→ **TASK GOAL**
Rewrite all the items below with "marker" changed to "pin" wherever it occurs, keeping everything else the same and leaving out the pictures.

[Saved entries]
Begin

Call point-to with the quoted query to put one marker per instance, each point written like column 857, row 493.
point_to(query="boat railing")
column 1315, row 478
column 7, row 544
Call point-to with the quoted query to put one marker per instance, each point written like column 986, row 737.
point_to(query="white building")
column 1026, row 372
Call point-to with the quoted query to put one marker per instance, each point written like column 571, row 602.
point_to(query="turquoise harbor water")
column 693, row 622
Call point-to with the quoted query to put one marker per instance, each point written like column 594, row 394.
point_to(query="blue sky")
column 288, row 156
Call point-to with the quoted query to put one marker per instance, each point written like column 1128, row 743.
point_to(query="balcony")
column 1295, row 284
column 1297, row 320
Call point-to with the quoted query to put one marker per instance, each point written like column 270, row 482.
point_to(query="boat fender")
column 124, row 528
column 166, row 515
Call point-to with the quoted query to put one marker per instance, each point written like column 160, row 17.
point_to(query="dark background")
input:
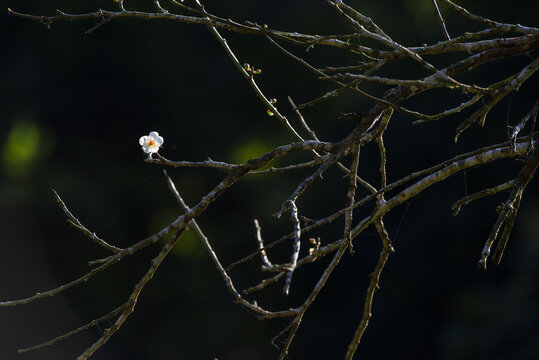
column 72, row 107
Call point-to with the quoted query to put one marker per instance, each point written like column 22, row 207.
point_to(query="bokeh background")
column 72, row 107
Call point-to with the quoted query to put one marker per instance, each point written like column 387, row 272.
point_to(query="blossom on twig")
column 151, row 143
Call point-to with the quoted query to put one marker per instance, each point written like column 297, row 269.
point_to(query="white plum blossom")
column 151, row 143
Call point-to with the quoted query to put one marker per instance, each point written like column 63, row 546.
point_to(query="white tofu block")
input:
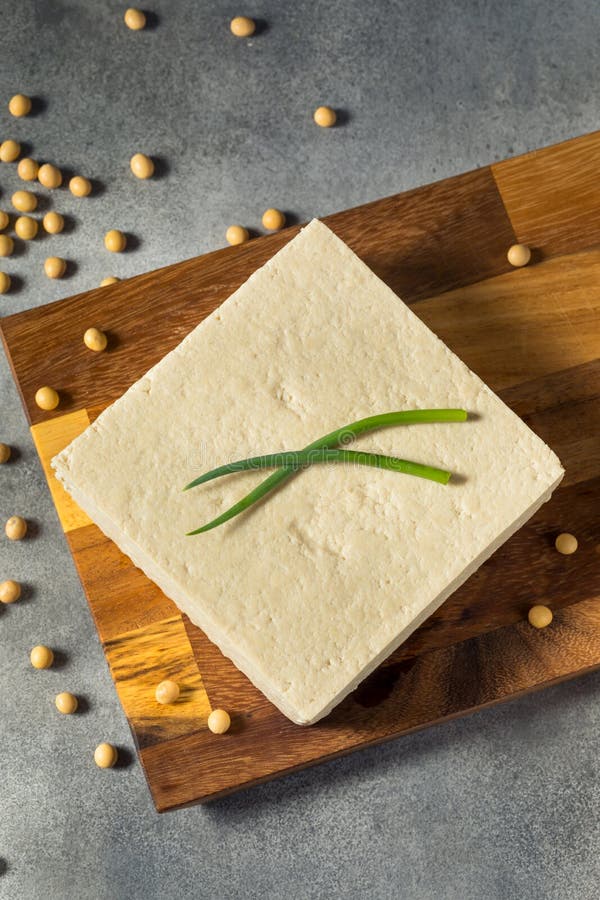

End

→ **CORRECT RESULT**
Call point-to with the quoted query to put one pin per instance, each point written like column 857, row 493.
point_to(query="boat railing")
column 1315, row 478
column 7, row 544
Call point-to with the quoted query to put one pin per instance, each point written like column 986, row 737.
point_to(query="white building")
column 1026, row 372
Call point-to with the quoted query to put one pin per instance, each point written like column 571, row 602.
point_to(query="turquoise harbor water")
column 693, row 622
Call point-to with the quoted query to put one pin per instance, each point written like column 594, row 394.
point_to(query="blue sky")
column 288, row 156
Call point-to with the quoted query to put one pin per instance, each point written like column 1128, row 743.
point_to(query="balcony")
column 1295, row 284
column 1297, row 320
Call point-to with the quoted query to put one pin per instance, each point written like column 270, row 482.
point_to(query="boat fender")
column 124, row 528
column 166, row 515
Call point-to with the quoted query to put one pin per instance, each point written like column 160, row 17.
point_to(query="dark background")
input:
column 72, row 107
Call point-to with the quoted query to put one pin per instance, each point written like column 22, row 207.
point_to(query="bokeh background")
column 72, row 107
Call point-to with the quoted query to put one pin per instance, each point written like column 387, row 272.
point_to(query="blossom on twig")
column 151, row 143
Call point-to with the quoted query to put one pin per instance, each point written like column 297, row 269.
point_to(query="white plum blossom")
column 151, row 143
Call point-to with the quoted query to put one pin per instance, each point written like column 63, row 546.
point_to(query="white tofu block")
input:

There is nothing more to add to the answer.